━━━ Data supplied

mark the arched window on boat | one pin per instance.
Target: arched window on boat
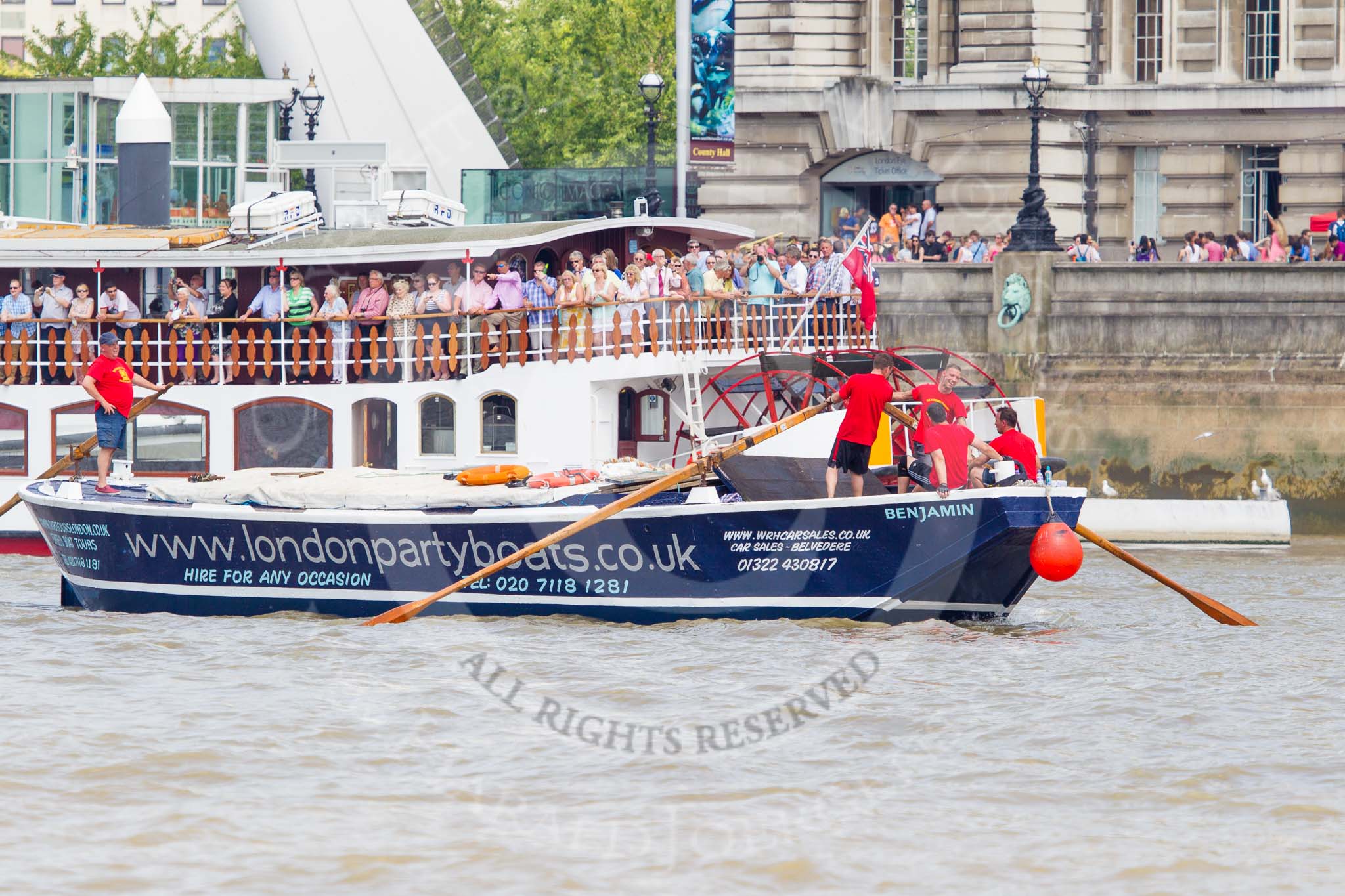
(499, 429)
(439, 425)
(164, 440)
(283, 431)
(14, 441)
(653, 413)
(374, 440)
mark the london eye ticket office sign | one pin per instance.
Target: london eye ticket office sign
(712, 81)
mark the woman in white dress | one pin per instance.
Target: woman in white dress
(631, 295)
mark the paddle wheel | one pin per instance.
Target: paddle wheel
(766, 387)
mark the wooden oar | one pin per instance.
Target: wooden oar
(84, 449)
(1211, 608)
(409, 610)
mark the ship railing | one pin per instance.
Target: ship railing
(426, 345)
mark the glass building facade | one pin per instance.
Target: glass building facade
(58, 151)
(509, 195)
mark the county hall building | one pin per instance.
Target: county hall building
(1162, 116)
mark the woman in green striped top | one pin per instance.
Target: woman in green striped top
(298, 310)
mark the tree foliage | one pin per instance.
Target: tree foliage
(156, 49)
(563, 75)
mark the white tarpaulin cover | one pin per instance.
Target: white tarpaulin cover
(354, 489)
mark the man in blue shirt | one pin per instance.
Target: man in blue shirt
(540, 295)
(978, 247)
(16, 312)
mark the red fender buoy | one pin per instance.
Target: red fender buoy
(1056, 553)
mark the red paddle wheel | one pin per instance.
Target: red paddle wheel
(770, 386)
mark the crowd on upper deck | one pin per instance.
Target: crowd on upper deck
(703, 281)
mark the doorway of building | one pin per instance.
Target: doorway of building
(376, 433)
(873, 182)
(626, 444)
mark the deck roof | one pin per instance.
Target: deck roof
(151, 246)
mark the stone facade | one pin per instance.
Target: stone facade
(1195, 113)
(1138, 363)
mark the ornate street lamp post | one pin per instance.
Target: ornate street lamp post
(651, 88)
(287, 109)
(313, 102)
(1033, 232)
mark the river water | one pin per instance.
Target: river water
(1110, 738)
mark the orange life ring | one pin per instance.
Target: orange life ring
(495, 475)
(571, 476)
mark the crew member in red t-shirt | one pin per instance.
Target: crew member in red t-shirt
(1013, 445)
(938, 393)
(947, 445)
(865, 395)
(109, 382)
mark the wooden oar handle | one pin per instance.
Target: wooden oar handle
(82, 450)
(409, 610)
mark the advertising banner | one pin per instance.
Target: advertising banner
(712, 81)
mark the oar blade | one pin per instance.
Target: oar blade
(1216, 610)
(400, 613)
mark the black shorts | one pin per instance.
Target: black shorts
(850, 457)
(921, 473)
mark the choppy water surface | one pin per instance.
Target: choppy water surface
(1111, 739)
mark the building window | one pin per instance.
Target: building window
(1262, 55)
(653, 409)
(1147, 210)
(164, 440)
(283, 431)
(910, 39)
(498, 423)
(1259, 188)
(437, 426)
(1149, 39)
(409, 181)
(14, 441)
(170, 438)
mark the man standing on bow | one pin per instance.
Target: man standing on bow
(865, 395)
(110, 382)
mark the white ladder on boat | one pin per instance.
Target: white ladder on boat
(694, 413)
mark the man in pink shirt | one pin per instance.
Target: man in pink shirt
(372, 300)
(472, 295)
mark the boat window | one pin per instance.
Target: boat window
(14, 441)
(170, 438)
(283, 431)
(498, 423)
(163, 440)
(654, 416)
(376, 433)
(437, 426)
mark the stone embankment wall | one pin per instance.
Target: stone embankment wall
(1166, 379)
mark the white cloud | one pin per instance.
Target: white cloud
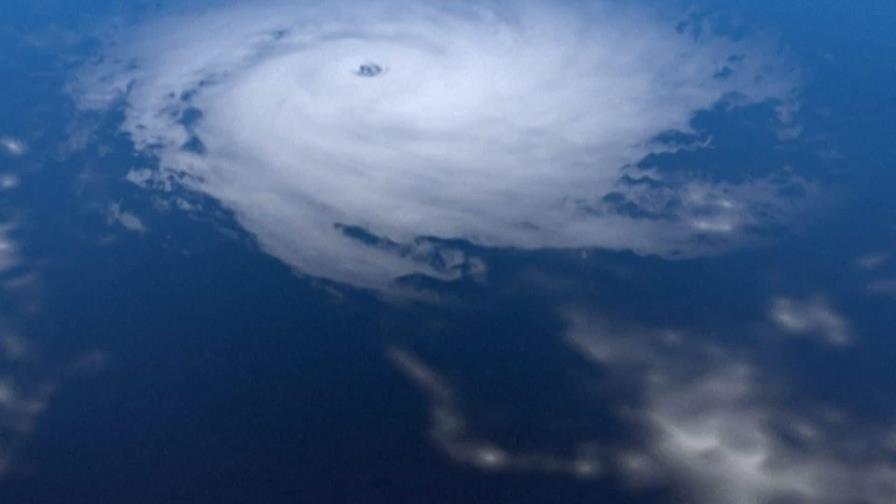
(810, 317)
(125, 219)
(716, 429)
(503, 126)
(13, 146)
(451, 433)
(873, 261)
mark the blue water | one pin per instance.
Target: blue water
(187, 364)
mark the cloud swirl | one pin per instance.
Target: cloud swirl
(500, 123)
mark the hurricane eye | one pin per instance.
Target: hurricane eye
(369, 70)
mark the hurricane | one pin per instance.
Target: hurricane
(354, 140)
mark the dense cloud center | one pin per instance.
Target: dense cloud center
(499, 126)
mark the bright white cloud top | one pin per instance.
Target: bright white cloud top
(501, 123)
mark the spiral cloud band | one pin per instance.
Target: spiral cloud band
(501, 123)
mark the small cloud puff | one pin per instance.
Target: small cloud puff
(810, 317)
(127, 220)
(13, 146)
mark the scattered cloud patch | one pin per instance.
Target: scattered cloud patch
(451, 433)
(810, 317)
(717, 427)
(872, 262)
(127, 220)
(13, 146)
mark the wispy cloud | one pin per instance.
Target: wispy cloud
(810, 317)
(13, 146)
(127, 220)
(451, 433)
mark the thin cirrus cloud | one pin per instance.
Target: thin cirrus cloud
(501, 124)
(812, 317)
(13, 146)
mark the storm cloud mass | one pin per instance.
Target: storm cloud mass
(502, 123)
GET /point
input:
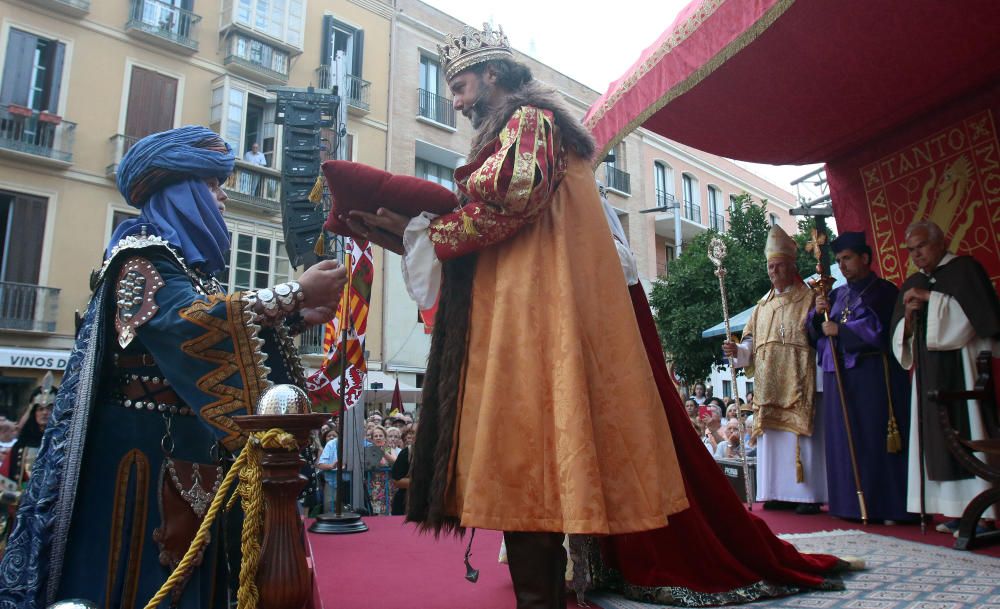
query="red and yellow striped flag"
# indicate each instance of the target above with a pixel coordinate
(323, 386)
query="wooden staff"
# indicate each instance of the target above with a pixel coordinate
(345, 310)
(717, 254)
(822, 286)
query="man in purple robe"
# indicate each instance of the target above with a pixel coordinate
(855, 318)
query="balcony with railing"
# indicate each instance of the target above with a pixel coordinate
(435, 108)
(665, 199)
(618, 180)
(692, 211)
(27, 307)
(164, 25)
(75, 8)
(254, 187)
(39, 135)
(120, 144)
(256, 59)
(357, 91)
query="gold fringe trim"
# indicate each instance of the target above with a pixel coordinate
(800, 471)
(727, 53)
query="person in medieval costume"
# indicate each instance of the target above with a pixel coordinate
(856, 319)
(948, 310)
(775, 349)
(163, 360)
(541, 415)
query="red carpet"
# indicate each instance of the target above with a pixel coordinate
(782, 521)
(392, 567)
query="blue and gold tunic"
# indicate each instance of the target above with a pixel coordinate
(139, 435)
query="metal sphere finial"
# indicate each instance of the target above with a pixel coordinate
(284, 399)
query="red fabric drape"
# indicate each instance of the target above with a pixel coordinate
(716, 545)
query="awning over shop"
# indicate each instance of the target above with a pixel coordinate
(37, 359)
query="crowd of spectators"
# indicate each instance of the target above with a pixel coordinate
(717, 422)
(385, 454)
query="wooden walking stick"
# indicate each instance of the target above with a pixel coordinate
(822, 286)
(918, 360)
(717, 254)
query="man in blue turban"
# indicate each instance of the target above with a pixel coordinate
(137, 443)
(875, 388)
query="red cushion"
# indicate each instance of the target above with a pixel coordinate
(354, 186)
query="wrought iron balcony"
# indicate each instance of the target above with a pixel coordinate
(38, 134)
(692, 211)
(256, 187)
(618, 180)
(28, 307)
(665, 199)
(76, 8)
(311, 341)
(436, 108)
(357, 91)
(159, 22)
(257, 59)
(120, 144)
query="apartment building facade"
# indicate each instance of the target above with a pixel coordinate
(82, 80)
(646, 171)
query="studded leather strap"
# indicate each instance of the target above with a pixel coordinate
(138, 282)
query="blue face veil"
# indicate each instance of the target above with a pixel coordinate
(164, 176)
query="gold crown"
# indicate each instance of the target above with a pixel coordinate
(471, 47)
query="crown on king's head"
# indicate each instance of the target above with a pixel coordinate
(473, 46)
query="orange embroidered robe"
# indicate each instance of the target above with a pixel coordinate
(560, 425)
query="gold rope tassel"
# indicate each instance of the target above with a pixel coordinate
(247, 466)
(316, 194)
(800, 471)
(893, 440)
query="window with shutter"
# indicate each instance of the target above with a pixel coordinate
(32, 72)
(152, 99)
(22, 224)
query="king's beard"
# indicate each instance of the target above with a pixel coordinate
(480, 109)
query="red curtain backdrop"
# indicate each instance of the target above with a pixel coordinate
(944, 167)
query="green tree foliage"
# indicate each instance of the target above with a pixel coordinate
(687, 301)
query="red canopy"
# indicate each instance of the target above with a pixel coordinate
(799, 81)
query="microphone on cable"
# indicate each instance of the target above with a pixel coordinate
(471, 574)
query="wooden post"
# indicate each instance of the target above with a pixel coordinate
(283, 578)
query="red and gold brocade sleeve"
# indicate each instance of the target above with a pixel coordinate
(509, 183)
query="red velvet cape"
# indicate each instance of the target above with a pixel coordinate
(715, 545)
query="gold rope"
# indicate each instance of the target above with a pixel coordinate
(800, 471)
(893, 440)
(247, 466)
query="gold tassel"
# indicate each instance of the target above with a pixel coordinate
(893, 441)
(470, 228)
(800, 471)
(316, 194)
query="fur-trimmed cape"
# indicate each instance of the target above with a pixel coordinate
(431, 468)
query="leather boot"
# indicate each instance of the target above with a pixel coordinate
(537, 563)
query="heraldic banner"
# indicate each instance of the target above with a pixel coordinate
(943, 167)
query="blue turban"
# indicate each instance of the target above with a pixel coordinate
(163, 175)
(853, 241)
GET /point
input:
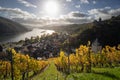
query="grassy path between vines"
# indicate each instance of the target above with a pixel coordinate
(50, 73)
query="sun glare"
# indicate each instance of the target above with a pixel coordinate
(51, 8)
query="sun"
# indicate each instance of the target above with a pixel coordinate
(51, 8)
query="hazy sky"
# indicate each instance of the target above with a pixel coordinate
(42, 12)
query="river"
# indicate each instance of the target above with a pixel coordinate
(22, 36)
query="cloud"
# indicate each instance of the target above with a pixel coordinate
(94, 2)
(77, 6)
(77, 14)
(76, 17)
(27, 4)
(84, 1)
(15, 13)
(68, 0)
(104, 13)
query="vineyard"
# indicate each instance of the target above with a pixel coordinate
(19, 66)
(85, 59)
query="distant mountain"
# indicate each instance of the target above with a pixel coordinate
(8, 27)
(107, 32)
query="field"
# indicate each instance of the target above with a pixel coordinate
(51, 73)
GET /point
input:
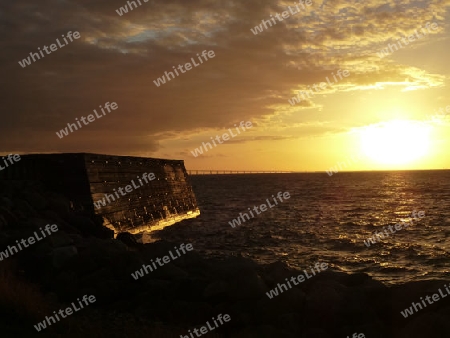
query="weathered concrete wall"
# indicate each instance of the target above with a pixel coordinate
(86, 178)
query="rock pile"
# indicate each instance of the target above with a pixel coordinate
(83, 258)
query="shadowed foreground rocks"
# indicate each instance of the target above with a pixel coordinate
(83, 258)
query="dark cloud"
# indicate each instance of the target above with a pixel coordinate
(118, 57)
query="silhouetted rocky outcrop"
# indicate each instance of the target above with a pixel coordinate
(83, 258)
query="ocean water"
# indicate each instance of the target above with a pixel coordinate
(326, 219)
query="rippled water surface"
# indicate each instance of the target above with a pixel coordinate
(327, 219)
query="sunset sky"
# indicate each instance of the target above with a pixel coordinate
(384, 113)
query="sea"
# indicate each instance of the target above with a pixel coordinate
(326, 219)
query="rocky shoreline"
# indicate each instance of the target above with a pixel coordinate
(82, 258)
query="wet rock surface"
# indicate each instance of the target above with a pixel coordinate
(184, 293)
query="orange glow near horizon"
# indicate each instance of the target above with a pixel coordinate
(396, 142)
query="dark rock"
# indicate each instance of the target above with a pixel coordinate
(62, 255)
(128, 239)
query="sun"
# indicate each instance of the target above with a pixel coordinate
(396, 142)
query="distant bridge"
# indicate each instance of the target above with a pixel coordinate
(234, 172)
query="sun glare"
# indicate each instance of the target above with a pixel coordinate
(396, 142)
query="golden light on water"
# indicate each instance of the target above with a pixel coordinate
(396, 142)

━━━━━━

_Problem_
Report each line in the entries above that contains the string "robe". The match is case-sensitive.

_Answer_
query="man in purple robe"
query="orange embroidered robe"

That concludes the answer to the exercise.